### Given text

################

Regional wisdom passed on long ago to a boy who grew up to be an Agricultural Research Service (ARS) scientist could lead to the next breakthrough against mosquitoes.
The scientist, Charles T. Bryson, was told by his grandfather John Rives Crumpton that fresh, crushed leaves of American beautyberry, Callicarpa americana, helped keep biting insects away from draft animals such as horses and mules.
According to Bryson, a botanist in ARS’ Southern Weed Science Research Unit at Stoneville, Miss., it was known among folks in northeastern Mississippi during the early 20th century that placing the crushed leaves under an animal’s harness would mash out a repellant oil. Eventually, some people there started mashing the leaves and rubbing the residue on their own skins.
Bryson later shared this knowledge with colleagues in ARS' Natural Products Utilization Research Unit at Oxford, Miss, where chemist Charles Cantrell studied the American beautyberry to see what it is about it that mosquitoes don't like.
Cantrell, working with entomologist Jerome Klun of ARS’ Chemicals Affecting Insect Behavior Research Unit in Beltsville, Md., and Oxford plant physiologist Stephen Duke, isolated several insect-repelling compounds from the plant.

################

### Given information
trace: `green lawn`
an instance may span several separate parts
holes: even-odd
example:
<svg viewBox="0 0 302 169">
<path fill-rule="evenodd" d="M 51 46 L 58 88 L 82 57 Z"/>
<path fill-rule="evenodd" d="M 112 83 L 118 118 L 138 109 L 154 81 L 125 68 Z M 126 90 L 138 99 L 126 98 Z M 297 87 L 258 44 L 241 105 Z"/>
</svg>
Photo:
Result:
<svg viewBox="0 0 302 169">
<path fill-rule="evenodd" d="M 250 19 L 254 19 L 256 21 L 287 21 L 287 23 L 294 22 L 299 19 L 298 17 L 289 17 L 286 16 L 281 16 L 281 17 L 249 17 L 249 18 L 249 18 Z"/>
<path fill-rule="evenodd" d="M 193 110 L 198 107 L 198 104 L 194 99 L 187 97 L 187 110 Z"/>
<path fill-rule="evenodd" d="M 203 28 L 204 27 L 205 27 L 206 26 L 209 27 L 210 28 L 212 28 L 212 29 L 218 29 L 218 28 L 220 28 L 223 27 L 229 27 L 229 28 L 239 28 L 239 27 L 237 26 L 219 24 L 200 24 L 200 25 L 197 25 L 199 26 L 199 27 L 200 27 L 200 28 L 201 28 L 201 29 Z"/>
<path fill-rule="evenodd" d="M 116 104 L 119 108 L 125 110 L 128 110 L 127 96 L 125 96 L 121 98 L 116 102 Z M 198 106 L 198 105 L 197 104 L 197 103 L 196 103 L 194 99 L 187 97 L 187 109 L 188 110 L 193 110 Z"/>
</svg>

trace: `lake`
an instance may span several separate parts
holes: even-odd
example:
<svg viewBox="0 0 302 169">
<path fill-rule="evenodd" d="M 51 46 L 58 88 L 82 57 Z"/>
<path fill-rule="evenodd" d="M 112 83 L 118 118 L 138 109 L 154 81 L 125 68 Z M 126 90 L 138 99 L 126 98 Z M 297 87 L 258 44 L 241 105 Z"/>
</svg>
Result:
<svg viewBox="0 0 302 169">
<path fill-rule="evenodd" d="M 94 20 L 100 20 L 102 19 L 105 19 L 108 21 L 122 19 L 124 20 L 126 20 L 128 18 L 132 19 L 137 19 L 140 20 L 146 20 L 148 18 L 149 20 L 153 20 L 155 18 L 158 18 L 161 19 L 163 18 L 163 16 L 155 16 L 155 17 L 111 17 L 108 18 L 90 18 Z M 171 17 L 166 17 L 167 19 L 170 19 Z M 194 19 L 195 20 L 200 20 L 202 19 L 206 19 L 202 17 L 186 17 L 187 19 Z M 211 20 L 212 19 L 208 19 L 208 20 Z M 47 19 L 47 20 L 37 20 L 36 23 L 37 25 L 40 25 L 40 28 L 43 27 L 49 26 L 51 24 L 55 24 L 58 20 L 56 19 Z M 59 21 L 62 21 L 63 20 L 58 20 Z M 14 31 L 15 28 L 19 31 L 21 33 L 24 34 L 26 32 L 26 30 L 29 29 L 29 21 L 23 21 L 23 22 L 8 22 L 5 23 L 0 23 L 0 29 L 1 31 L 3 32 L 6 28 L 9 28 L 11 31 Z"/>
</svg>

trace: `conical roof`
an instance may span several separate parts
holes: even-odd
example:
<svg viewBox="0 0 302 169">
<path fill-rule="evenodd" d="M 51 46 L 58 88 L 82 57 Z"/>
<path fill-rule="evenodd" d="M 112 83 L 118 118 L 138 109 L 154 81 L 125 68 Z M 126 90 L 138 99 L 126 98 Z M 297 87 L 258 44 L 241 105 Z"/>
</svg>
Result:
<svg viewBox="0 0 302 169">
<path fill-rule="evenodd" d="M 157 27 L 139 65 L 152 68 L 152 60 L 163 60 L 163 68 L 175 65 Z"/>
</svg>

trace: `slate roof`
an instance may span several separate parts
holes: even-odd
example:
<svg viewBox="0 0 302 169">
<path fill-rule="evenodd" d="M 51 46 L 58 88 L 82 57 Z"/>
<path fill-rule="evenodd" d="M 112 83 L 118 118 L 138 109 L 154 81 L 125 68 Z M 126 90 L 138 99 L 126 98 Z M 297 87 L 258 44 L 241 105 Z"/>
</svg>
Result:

################

### Questions on the material
(a) Summarize the text on American beautyberry in two sentences.
(b) Answer these questions from the text on American beautyberry:
(i) Who told Charles T. Bryson about the use of beautyberry leaves?
(ii) Where were the crushed leaves placed on an animal?
(iii) Which research unit did entomologist Jerome Klun belong to?
(c) Write the next part of the text on American beautyberry, following on from its last sentence.

### Per-task answers
(a) Charles T. Bryson, an ARS botanist, learned from his grandfather that fresh, crushed leaves of American beautyberry helped keep biting insects away from draft animals, a practice known in northeastern Mississippi in the early 20th century. Bryson passed this knowledge to ARS colleagues at Oxford, Miss., where chemist Charles Cantrell and other scientists isolated several insect-repelling compounds from the plant.

(b)
(i) His grandfather, John Rives Crumpton.
(ii) Under the animal's harness.
(iii) ARS' Chemicals Affecting Insect Behavior Research Unit in Beltsville, Md.

(c)
Among these was callicarpenal, which may represent ARS’ next important anti-mosquito compound. ARS recently developed SS220, a repellent that’s just as effective as DEET, the world’s most-used insect repellent. DEET was developed by ARS and the U.S. Army decades ago.
According to Cantrell, isolated callicarpenal was as effective in laboratory tests as SS220 in preventing mosquito bites. Those tests were conducted by Klun against the mosquito species Aedes aegypti, which is best known as the yellow-fever mosquito, and Anopheles stephensi, which spreads malaria in Asia.
Cantrell said that a provisional patent application has been submitted for callicarpenal, and that toxicity trials will precede any testing on humans.